* _Exercise details_
Starting from the line containing "yellow glow, which", write out every remaining line exactly, the last one included.

* _Raw data_
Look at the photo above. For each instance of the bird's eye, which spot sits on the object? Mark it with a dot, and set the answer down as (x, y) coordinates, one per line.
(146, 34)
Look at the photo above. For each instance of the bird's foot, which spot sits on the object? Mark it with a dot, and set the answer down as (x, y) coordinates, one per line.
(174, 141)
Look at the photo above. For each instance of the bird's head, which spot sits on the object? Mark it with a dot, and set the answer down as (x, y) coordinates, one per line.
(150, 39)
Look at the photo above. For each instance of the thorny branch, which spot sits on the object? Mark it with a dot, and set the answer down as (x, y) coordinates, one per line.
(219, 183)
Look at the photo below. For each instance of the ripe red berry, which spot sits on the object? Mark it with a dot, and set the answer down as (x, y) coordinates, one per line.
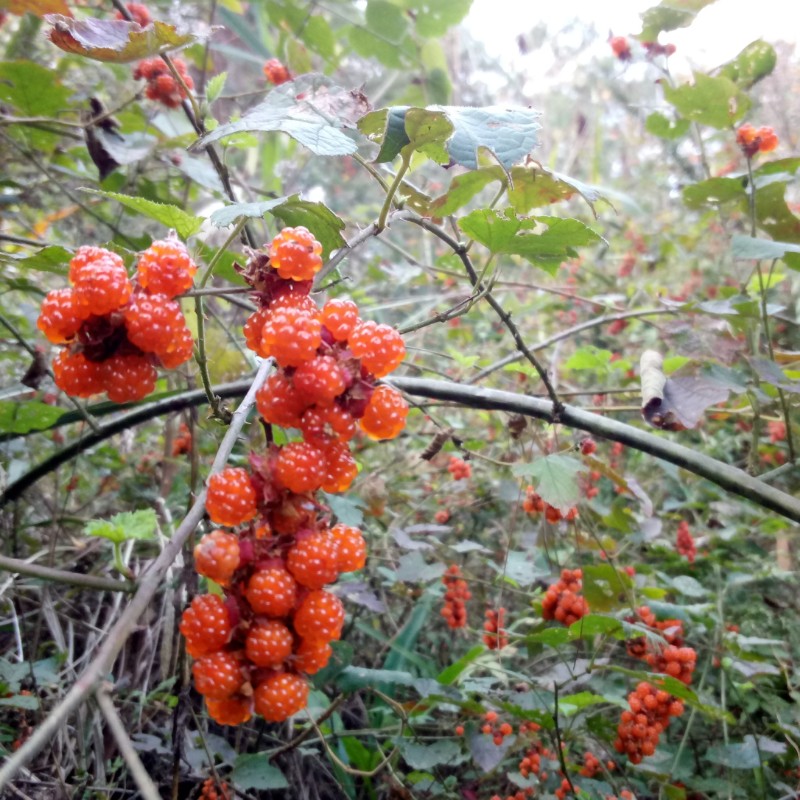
(295, 254)
(234, 710)
(217, 675)
(153, 322)
(340, 317)
(352, 549)
(300, 467)
(319, 380)
(272, 591)
(291, 335)
(76, 375)
(100, 280)
(128, 377)
(206, 625)
(340, 468)
(61, 316)
(385, 416)
(313, 560)
(231, 498)
(279, 403)
(380, 347)
(311, 657)
(276, 72)
(280, 696)
(269, 643)
(216, 556)
(320, 617)
(166, 268)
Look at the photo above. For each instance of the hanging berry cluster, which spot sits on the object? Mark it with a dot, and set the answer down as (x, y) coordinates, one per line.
(117, 331)
(161, 84)
(534, 504)
(562, 601)
(456, 595)
(684, 542)
(255, 648)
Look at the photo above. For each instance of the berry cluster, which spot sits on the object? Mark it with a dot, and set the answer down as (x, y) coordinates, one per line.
(116, 331)
(161, 85)
(641, 727)
(276, 623)
(139, 12)
(494, 636)
(753, 140)
(562, 601)
(534, 504)
(456, 595)
(329, 360)
(276, 72)
(459, 469)
(684, 543)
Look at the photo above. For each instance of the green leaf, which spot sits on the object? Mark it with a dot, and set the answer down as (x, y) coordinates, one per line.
(215, 86)
(665, 128)
(717, 102)
(223, 217)
(755, 62)
(434, 17)
(28, 416)
(668, 16)
(714, 192)
(32, 90)
(169, 216)
(317, 217)
(254, 771)
(606, 588)
(112, 40)
(139, 525)
(747, 247)
(555, 479)
(449, 675)
(312, 109)
(508, 133)
(425, 756)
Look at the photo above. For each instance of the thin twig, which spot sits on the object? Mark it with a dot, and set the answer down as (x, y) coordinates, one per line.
(149, 583)
(147, 788)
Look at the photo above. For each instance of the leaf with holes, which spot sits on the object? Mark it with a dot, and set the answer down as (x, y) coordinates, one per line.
(114, 40)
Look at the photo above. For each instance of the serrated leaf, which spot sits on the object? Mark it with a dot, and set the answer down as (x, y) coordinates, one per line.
(665, 128)
(508, 133)
(755, 62)
(32, 89)
(127, 525)
(223, 217)
(425, 756)
(312, 109)
(169, 216)
(317, 217)
(747, 247)
(113, 40)
(28, 416)
(668, 16)
(554, 478)
(215, 86)
(254, 771)
(606, 588)
(717, 102)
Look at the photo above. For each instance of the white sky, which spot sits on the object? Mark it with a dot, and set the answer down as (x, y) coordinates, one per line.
(718, 33)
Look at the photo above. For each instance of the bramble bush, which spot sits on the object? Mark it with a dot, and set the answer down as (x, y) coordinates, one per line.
(443, 447)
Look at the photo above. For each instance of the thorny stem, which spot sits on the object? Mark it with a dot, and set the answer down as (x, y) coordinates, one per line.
(387, 203)
(461, 251)
(149, 584)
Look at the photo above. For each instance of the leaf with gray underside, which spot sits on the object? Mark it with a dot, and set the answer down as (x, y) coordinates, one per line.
(312, 109)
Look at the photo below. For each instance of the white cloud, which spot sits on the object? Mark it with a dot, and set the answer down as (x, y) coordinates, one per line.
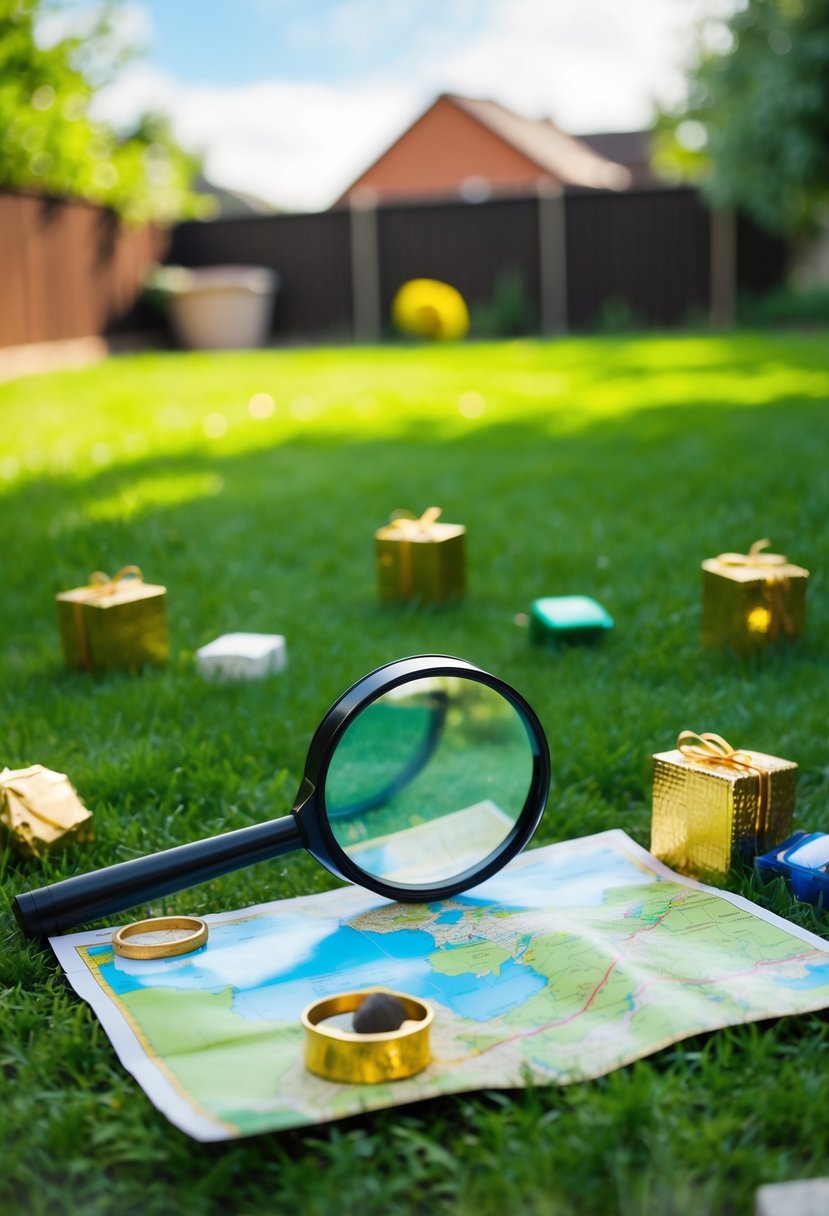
(294, 145)
(590, 65)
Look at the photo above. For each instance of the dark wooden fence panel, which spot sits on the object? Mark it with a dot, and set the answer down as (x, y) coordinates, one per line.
(69, 269)
(466, 245)
(761, 258)
(641, 258)
(310, 253)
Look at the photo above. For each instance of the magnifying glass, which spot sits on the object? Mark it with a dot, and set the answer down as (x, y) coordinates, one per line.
(423, 780)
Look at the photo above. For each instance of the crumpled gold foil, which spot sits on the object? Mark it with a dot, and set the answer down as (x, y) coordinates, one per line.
(753, 600)
(113, 624)
(421, 558)
(710, 814)
(40, 810)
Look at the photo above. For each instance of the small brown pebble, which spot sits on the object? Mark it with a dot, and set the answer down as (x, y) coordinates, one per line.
(378, 1013)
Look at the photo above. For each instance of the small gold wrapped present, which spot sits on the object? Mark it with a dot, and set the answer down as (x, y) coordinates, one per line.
(113, 624)
(421, 558)
(714, 806)
(40, 810)
(750, 600)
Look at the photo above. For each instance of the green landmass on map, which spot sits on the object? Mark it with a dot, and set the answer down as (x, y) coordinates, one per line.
(574, 990)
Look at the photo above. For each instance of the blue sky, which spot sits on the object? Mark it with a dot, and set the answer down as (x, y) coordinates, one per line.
(291, 100)
(238, 41)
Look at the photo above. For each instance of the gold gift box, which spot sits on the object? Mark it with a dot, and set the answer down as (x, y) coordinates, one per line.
(421, 558)
(750, 600)
(714, 806)
(113, 624)
(40, 810)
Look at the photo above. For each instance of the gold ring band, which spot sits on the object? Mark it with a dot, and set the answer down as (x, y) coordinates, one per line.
(127, 949)
(366, 1059)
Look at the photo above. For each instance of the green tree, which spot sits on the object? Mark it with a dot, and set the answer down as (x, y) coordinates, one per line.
(755, 128)
(49, 140)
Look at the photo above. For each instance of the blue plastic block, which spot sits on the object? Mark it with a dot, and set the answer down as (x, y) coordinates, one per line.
(804, 861)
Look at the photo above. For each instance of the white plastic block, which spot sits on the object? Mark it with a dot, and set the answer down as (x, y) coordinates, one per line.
(242, 656)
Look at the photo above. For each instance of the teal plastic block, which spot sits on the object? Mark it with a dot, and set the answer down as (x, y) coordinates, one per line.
(568, 619)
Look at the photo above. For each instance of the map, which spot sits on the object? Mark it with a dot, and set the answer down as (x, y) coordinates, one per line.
(575, 960)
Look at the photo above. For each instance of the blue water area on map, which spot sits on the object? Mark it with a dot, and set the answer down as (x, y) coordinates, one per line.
(275, 963)
(342, 960)
(349, 961)
(573, 879)
(817, 977)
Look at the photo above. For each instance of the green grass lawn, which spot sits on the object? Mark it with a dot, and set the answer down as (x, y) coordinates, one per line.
(251, 485)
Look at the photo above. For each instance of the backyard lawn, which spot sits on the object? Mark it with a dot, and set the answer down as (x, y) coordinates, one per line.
(251, 485)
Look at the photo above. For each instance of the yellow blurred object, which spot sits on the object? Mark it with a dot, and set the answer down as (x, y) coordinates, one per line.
(426, 308)
(40, 810)
(421, 558)
(753, 600)
(113, 624)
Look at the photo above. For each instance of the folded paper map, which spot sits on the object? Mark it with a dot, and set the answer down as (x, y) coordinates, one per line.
(575, 960)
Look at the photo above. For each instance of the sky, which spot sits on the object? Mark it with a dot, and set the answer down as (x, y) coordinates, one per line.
(291, 100)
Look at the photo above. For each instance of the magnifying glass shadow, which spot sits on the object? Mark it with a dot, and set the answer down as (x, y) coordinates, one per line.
(426, 777)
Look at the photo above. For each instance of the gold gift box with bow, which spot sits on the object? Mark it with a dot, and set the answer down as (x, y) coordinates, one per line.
(715, 806)
(113, 624)
(750, 600)
(40, 810)
(421, 558)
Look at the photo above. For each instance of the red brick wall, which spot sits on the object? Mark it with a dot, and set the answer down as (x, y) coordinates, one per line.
(444, 147)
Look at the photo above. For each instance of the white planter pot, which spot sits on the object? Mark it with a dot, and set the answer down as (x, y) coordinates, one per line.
(224, 307)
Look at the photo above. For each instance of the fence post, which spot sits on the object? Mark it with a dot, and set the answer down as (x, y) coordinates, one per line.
(365, 266)
(723, 266)
(552, 258)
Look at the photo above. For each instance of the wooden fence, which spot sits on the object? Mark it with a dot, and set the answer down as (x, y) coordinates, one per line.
(579, 260)
(584, 259)
(69, 269)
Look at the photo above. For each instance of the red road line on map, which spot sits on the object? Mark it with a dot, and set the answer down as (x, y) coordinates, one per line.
(562, 1022)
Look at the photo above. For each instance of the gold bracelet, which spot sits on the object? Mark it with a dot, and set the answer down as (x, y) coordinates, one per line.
(366, 1059)
(196, 938)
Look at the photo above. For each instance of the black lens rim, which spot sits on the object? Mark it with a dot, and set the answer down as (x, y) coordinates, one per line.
(311, 815)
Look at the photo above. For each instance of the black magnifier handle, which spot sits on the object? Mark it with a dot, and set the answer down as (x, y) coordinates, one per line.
(52, 908)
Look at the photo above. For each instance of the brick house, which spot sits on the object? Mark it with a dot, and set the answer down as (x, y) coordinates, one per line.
(475, 150)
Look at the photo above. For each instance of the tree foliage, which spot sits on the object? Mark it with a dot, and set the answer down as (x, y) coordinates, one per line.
(755, 128)
(49, 139)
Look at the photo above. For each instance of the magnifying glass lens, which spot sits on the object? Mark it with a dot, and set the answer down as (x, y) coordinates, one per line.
(429, 780)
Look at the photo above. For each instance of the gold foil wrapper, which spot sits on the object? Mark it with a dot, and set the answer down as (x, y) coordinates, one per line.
(428, 566)
(751, 606)
(40, 810)
(114, 628)
(706, 817)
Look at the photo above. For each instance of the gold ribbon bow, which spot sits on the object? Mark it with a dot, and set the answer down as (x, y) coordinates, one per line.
(755, 556)
(710, 748)
(103, 585)
(416, 527)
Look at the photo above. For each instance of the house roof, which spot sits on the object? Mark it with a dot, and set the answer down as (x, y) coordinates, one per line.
(565, 158)
(631, 148)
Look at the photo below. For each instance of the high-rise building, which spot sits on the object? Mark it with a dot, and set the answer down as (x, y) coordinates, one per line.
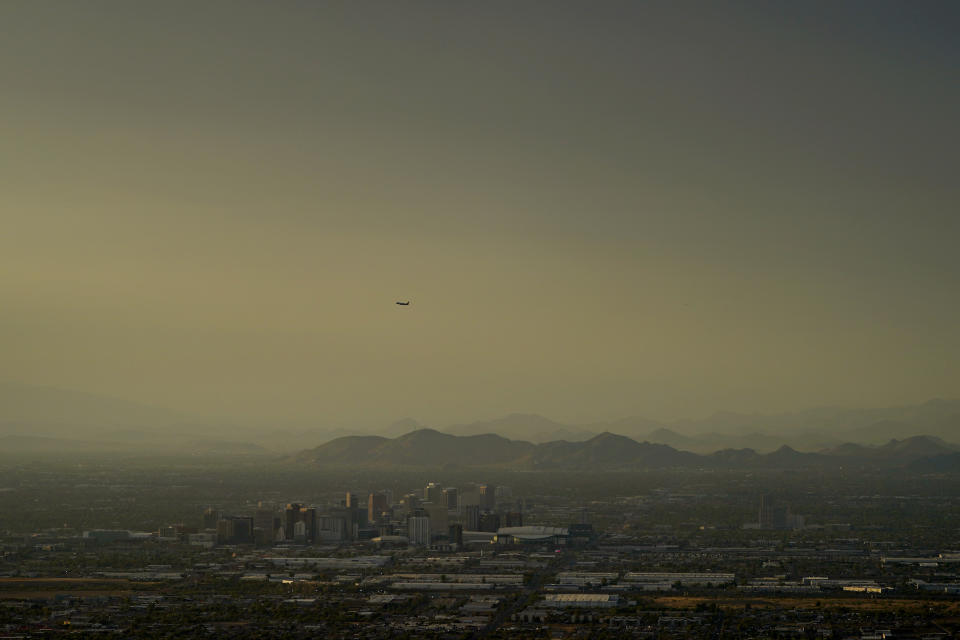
(455, 533)
(513, 519)
(376, 505)
(264, 521)
(488, 496)
(438, 517)
(433, 492)
(235, 530)
(418, 530)
(294, 513)
(489, 522)
(470, 517)
(450, 498)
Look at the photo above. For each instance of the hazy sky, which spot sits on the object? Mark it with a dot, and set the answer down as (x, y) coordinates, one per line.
(596, 209)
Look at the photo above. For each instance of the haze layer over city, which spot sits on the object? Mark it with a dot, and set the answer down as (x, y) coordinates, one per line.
(479, 319)
(597, 212)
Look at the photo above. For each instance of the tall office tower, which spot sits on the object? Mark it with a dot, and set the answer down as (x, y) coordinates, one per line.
(376, 504)
(309, 517)
(489, 522)
(210, 518)
(438, 517)
(291, 515)
(263, 521)
(488, 496)
(433, 492)
(450, 498)
(235, 530)
(418, 530)
(470, 516)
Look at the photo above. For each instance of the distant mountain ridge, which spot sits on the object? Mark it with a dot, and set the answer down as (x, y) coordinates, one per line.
(428, 448)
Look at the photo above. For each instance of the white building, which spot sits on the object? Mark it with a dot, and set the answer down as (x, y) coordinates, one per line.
(418, 529)
(582, 600)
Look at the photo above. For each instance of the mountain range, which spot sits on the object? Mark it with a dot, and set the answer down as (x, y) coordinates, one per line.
(428, 448)
(48, 420)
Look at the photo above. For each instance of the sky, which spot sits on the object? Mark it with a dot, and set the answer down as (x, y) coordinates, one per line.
(596, 209)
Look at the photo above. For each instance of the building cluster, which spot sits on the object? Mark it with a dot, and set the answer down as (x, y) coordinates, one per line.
(436, 516)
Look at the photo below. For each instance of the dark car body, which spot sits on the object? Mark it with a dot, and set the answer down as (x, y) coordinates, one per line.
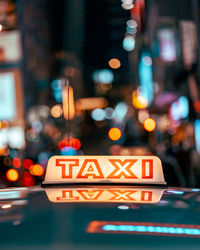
(31, 219)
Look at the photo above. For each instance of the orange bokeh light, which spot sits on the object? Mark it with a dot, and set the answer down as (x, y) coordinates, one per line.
(12, 175)
(16, 162)
(114, 63)
(149, 124)
(114, 134)
(36, 170)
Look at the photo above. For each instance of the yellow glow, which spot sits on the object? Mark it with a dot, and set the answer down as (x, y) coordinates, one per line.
(114, 134)
(149, 124)
(114, 63)
(116, 169)
(36, 170)
(105, 194)
(91, 103)
(68, 103)
(139, 101)
(56, 111)
(12, 175)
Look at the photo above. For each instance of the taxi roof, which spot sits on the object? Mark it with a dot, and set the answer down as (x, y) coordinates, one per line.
(29, 220)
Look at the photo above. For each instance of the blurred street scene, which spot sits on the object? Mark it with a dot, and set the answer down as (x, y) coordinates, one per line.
(103, 77)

* _Task result_
Look at the photo above. For each instance of the yellow glow, which spot sits on the object? Mark it with a dot, and set the answer down as (x, y) coordinates, one per line.
(114, 134)
(149, 124)
(114, 63)
(116, 169)
(36, 170)
(105, 194)
(91, 103)
(68, 103)
(139, 101)
(56, 111)
(12, 175)
Look at the photo above. For each instance of the taxi roof, which spot sits on the object? Mark it with a dot, and set the answer down as (x, y) coordinates, one per line.
(29, 220)
Look at the photo above. For each instance of the blurred street scene, which spot sits on the object? Mark it with a dot, and set the answer down as (x, y) coordinates, one per line.
(103, 77)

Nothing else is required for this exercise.